==== Data to use ====

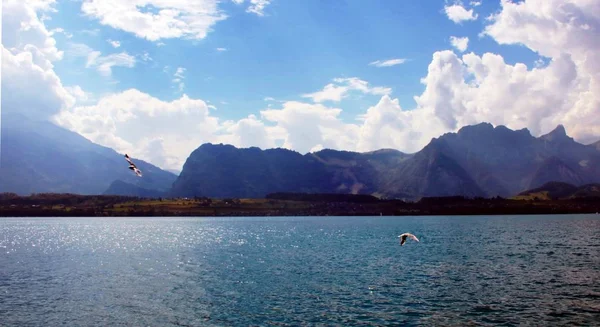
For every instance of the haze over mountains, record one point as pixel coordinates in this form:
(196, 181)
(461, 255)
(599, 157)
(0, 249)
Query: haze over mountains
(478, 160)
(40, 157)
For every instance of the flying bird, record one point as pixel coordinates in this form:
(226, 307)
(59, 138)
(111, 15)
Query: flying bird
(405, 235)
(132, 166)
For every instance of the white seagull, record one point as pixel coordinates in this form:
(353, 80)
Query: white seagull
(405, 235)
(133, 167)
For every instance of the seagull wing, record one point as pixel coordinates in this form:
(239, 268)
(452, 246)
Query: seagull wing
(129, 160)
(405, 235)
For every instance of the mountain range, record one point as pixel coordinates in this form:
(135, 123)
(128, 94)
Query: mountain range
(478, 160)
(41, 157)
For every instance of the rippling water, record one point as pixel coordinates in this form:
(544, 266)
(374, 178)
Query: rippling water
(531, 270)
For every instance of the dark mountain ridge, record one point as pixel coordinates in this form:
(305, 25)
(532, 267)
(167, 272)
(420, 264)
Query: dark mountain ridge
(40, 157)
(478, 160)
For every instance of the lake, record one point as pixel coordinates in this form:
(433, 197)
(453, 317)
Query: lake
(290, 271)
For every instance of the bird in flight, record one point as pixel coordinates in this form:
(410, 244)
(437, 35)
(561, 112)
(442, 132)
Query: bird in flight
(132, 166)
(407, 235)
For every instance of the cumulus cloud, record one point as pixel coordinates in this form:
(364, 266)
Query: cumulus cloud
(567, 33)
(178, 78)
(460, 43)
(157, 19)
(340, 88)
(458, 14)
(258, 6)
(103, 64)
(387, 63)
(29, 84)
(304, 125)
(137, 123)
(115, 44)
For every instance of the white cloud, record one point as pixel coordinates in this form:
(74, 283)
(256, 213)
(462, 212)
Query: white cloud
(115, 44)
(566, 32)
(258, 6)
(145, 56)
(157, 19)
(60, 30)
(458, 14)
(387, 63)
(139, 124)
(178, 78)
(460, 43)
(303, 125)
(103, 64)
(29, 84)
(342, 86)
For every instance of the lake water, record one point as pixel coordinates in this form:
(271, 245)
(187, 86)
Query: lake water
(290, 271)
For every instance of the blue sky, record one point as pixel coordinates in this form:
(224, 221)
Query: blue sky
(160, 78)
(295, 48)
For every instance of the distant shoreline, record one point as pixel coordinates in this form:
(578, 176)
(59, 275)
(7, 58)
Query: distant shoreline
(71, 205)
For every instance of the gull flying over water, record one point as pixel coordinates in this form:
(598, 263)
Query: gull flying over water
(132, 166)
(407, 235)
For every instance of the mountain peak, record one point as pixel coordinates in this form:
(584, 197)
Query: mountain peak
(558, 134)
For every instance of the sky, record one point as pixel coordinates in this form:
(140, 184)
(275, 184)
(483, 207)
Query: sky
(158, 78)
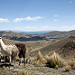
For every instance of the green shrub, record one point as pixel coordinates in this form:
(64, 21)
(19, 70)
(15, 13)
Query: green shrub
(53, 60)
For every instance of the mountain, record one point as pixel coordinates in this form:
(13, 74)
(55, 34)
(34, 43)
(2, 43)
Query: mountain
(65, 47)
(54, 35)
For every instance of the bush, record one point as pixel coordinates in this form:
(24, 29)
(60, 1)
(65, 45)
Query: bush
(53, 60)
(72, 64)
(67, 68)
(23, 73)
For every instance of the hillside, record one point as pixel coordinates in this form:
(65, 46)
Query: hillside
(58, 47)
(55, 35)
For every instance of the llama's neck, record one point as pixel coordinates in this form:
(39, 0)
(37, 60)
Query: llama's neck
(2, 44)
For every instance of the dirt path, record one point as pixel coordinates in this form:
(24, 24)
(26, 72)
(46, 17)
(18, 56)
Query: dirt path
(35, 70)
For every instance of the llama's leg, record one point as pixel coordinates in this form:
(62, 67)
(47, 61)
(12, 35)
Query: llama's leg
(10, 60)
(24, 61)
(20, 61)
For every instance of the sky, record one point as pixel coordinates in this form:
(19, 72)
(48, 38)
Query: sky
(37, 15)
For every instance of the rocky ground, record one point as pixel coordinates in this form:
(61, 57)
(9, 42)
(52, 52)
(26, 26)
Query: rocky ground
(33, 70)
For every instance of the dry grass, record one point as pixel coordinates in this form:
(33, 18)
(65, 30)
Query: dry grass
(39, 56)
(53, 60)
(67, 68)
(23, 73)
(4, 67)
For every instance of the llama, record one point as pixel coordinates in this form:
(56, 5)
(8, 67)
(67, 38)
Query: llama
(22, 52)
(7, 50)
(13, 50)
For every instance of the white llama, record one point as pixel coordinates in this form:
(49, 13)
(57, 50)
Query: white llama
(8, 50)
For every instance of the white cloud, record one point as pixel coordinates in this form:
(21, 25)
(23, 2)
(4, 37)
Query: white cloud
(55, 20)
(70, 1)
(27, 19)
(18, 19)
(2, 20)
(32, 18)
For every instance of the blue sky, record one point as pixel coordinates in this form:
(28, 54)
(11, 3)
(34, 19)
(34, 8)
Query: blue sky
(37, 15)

====

** Your instructions **
Repeat each entry exactly as given; no pictures belong in the copy.

** Worked solution **
For every instance of the haze over mountains, record one point as pixel coordinates in this form:
(196, 181)
(461, 255)
(599, 157)
(0, 249)
Query: haze over mountains
(478, 160)
(40, 157)
For every instance of the flying bird, record one point as pixel coordinates in this form:
(226, 307)
(59, 138)
(111, 15)
Query: flying bird
(405, 235)
(132, 166)
For every instance of the white seagull, record one point as pixel coordinates in this form:
(353, 80)
Query: white seagull
(405, 235)
(133, 167)
For every instance of the seagull wing, record one point as pixel coordinates in this form:
(239, 268)
(452, 246)
Query: seagull wing
(129, 160)
(405, 235)
For every instance of the mountain range, record one point as pixel coordinates in this form:
(135, 123)
(128, 94)
Query: mountain range
(478, 160)
(41, 157)
For every instance of the rippling water, record one point as pixel coordinates in this form:
(544, 266)
(374, 178)
Query: rippling water
(531, 270)
For every instance of the dark mountain ridge, record one point as pixel coordinates in this form:
(305, 25)
(532, 267)
(167, 272)
(420, 264)
Query: dark mountain ridge
(40, 157)
(478, 160)
For every instance of the lake, record one point as pixel coordinates in this form:
(433, 197)
(453, 317)
Query: lake
(290, 271)
For every instance of the bird in flight, record one point as pixel coordinates in this form:
(410, 244)
(437, 35)
(561, 112)
(442, 132)
Query: bird in flight
(132, 166)
(407, 235)
For every instance of the cumulus cloud, record one point as pixel coordinates in this form:
(364, 266)
Query: cumulus cloud
(567, 33)
(178, 78)
(460, 43)
(157, 19)
(340, 88)
(458, 14)
(258, 6)
(103, 64)
(387, 63)
(29, 84)
(304, 125)
(137, 123)
(115, 44)
For every instance of the white cloud, record one point as pixel coordinates in this form:
(74, 283)
(256, 213)
(462, 212)
Query: white cloud
(115, 44)
(566, 32)
(258, 6)
(145, 56)
(157, 19)
(60, 30)
(458, 14)
(387, 63)
(139, 124)
(178, 78)
(460, 43)
(303, 125)
(103, 64)
(29, 84)
(342, 86)
For every instance of the lake water, record one point as pixel coordinates in this form:
(271, 245)
(187, 86)
Query: lake water
(290, 271)
For every instance of the blue sky, record one point as pixel coordinates in this form:
(224, 221)
Query: blue sky
(160, 78)
(295, 48)
For every instance of the distant shoreline, record one point as pixel coordinates in this form:
(578, 176)
(59, 275)
(7, 58)
Query: distant shoreline
(71, 205)
For every instance of the gull flying over water, record one point as pixel coordinates in this form:
(598, 263)
Query: gull flying over water
(132, 166)
(407, 235)
For every instance of the mountain peak, record one point as pixel coordinates in this form:
(584, 197)
Query: mountain peak
(558, 134)
For every instance of the sky, record one point as pixel coordinates in this form:
(140, 184)
(275, 184)
(483, 207)
Query: sky
(158, 78)
For every instance of the green shrub, record one point as pixel coordinates in this form:
(64, 21)
(19, 70)
(15, 13)
Query: green shrub
(53, 60)
For every instance of the mountain, record one point as pixel coordinates in this form:
(13, 74)
(55, 34)
(34, 43)
(2, 43)
Query: mountain
(65, 47)
(54, 35)
For every instance of the bush, record one point as pixel coordinates in this form:
(24, 29)
(60, 1)
(65, 45)
Query: bush
(53, 60)
(72, 64)
(67, 68)
(23, 73)
For every instance of the hillside, record one point as pixel coordinates in this form:
(65, 46)
Query: hillside
(58, 47)
(55, 35)
For every instance of the llama's neck, record one point as pixel coordinates in this form:
(39, 0)
(37, 60)
Query: llama's neck
(2, 44)
For every instance of the dirt path, record one point as pixel coordinates in this form:
(24, 24)
(26, 72)
(46, 17)
(18, 56)
Query: dirt path
(35, 70)
For every instance of the llama's leg, record one point as pixel coordinates in this form:
(62, 67)
(47, 61)
(12, 35)
Query: llama's leg
(10, 60)
(24, 61)
(20, 61)
For every instance of the sky, record one point as pixel coordinates in this form:
(19, 72)
(48, 38)
Query: sky
(37, 15)
For every instance of the rocky ground, record one point as pixel coordinates in this form:
(61, 57)
(9, 42)
(52, 52)
(26, 26)
Query: rocky ground
(33, 70)
For every instance of the dry grass, record one point as pixel coordinates in this form:
(33, 18)
(65, 30)
Query: dry grass
(39, 56)
(53, 60)
(67, 68)
(23, 73)
(4, 67)
For every instance of the llama, record one point as pixel coordinates in this form:
(56, 5)
(8, 67)
(67, 38)
Query: llama
(22, 52)
(7, 50)
(13, 50)
For every instance of the white llama, record one point as pixel coordinates in this form:
(49, 13)
(57, 50)
Query: white llama
(8, 50)
For every instance of the white cloud, record one point as pixel coordinates in this form:
(21, 25)
(23, 2)
(4, 37)
Query: white cloud
(55, 20)
(70, 1)
(27, 19)
(18, 19)
(2, 20)
(32, 18)
For every instance of the blue sky, record one point as pixel coordinates in this form:
(28, 54)
(11, 3)
(34, 19)
(34, 8)
Query: blue sky
(37, 15)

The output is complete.